> _Study questions_
A. According to the Accor analysis, how many hotels did Accor open in Q1 2020?
B. Transcribe the part of the Accor analysis that opens with the words containing "We find out" and closes with "in emerging markets.".
C. Write the next part of the Accor analysis, picking up after its last sentence.

***** Extract *****

Covid19 hotel development analysis: Accor [Infographic]
Accor’s leadership remains optimistic amid the Covid19 crisis. (Picture: Accor)
TOPHOTELNEWS takes a closer look at Accor, providing an exclusive analysis of the group’s hotel development pipeline and how the company has been affected by Covid19.
With Covid19 bringing the global hotel and tourism industry to its knees, it’s time to look more closely at how some of the key players are impacted by travel restrictions and lockdowns around the world.
We find out how Accor has fared since the onset of this crisis.
Hotel project pipeline review
Accor has been steadily expanding its already sizable portfolio over the past years. Currently, 494 hotels are in the pipeline worldwide across the company’s vast list of brands.
Projects in progress
This is an impressive pipeline for any season, but especially considering the current crisis. While Accor seems to be largely sticking to its growth plans, it is worth noting that as of 13 May 2020, 55 new hotel projects were on hold and 19 had been cancelled.
Despite the harsh impact of the pandemic on the hospitality industry, Accor managed to open 58 hotels in Q1 2020, equating to close to 8,000 keys. At the end of March, the group’s pipeline was ‘stable’ and was made up of 1,202 properties and 208,000 keys, of which 76% were in emerging markets.
Michael Issenberg, CEO for Asia-Pacific at Accor, said that there will certainly be an impact on development in his region because lots of construction sites have closed during lockdowns, and predicted a slowdown in the rate of openings – with more delays than cancellations. Meanwhile, Accor’s chairman and CEO Sébastien Bazin acknowledged that some development would stumble.
Accor’s share price development
Accor’s share price was quite stable at $38.94 until 19 February 2020. Within the next month, it dropped considerably, dropping to $21.96 on 18 March 2020. In the following weeks, the price recovered slightly, reaching almost $30, before falling back to $22.21 on 4 April.
As many countries have been getting their outbreaks under control and travel restrictions have eased, Accor’s shares have started to recover slightly and reached a value of $26.07 on 23 April.

***** Data section *****

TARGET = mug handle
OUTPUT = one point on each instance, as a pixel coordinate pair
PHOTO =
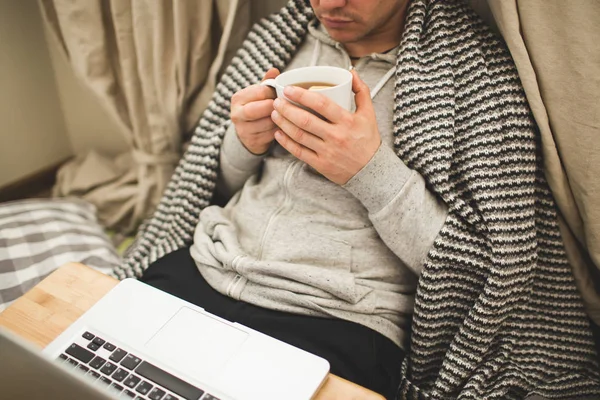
(269, 82)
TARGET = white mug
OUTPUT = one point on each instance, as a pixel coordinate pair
(341, 92)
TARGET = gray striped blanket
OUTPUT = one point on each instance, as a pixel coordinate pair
(497, 314)
(38, 236)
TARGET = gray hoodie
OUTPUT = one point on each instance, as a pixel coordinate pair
(291, 240)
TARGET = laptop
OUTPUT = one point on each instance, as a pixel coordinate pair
(141, 343)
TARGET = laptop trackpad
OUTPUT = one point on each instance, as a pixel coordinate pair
(196, 343)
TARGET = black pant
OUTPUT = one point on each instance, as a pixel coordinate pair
(354, 352)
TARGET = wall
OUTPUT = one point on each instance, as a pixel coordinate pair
(88, 125)
(32, 129)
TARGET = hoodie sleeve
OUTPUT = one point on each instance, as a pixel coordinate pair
(407, 216)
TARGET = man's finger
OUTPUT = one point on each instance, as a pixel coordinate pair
(299, 135)
(302, 118)
(257, 110)
(300, 152)
(253, 93)
(315, 101)
(261, 125)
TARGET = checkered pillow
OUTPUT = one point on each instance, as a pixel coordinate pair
(38, 236)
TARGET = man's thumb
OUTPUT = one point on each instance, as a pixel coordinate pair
(272, 73)
(362, 94)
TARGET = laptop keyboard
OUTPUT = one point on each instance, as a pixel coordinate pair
(126, 375)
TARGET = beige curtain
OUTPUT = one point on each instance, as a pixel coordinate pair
(555, 45)
(153, 65)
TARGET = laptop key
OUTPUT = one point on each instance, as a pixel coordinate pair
(144, 387)
(168, 381)
(72, 362)
(83, 368)
(116, 387)
(93, 374)
(93, 346)
(109, 346)
(131, 381)
(118, 355)
(97, 362)
(108, 368)
(105, 380)
(120, 374)
(156, 394)
(131, 361)
(79, 353)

*****

> _Numbered responses_
A. 58 hotels.

B.
We find out how Accor has fared since the onset of this crisis.
Hotel project pipeline review
Accor has been steadily expanding its already sizable portfolio over the past years. Currently, 494 hotels are in the pipeline worldwide across the company’s vast list of brands.
Projects in progress
This is an impressive pipeline for any season, but especially considering the current crisis. While Accor seems to be largely sticking to its growth plans, it is worth noting that as of 13 May 2020, 55 new hotel projects were on hold and 19 had been cancelled.
Despite the harsh impact of the pandemic on the hospitality industry, Accor managed to open 58 hotels in Q1 2020, equating to close to 8,000 keys. At the end of March, the group’s pipeline was ‘stable’ and was made up of 1,202 properties and 208,000 keys, of which 76% were in emerging markets.

C.
This perhaps reflects growing optimism that the travel industry will recover sooner rather than later. However, with experts predicting a second wave and countries like the US still struggling massively, this uptick may be shortlived.
Accor through the course of Covid19
While things were still looking good for Accor up until February, lockdowns and hotel closures around the world hit the company hard.
However, now that China is allowing domestic travel and many European countries are coming out of lockdowns, Accor’s hotels are set to welcome guests once again. Even so, the company’s leadership does not expect business to return to normal for at least 12 months.
While reviewing Accor’s performance in Q1 2020, Bazin stated: “The group is in a strong position to address the current situation and we are taking aggressive measures to adapt our organisation. Accor’s recent transformation has left the group with a robust balance sheet which will enable it to absorb the economic consequences of this crisis in the coming quarters. At the same time, we are preparing for the recovery alongside the authorities and professional organisations in the countries in which we operate so that the group will be well-positioned to rebound as quickly as possible.”
Interestingly, Bazin has also highlighted the uncertainty of the times ahead and the importance of being flexible. “We might have to reinvent ourselves,” he told Reuters. “Maybe tourism will become more local, more respectful of the environment, maybe there will be less transatlantic tourism…it will be up to us to adapt.”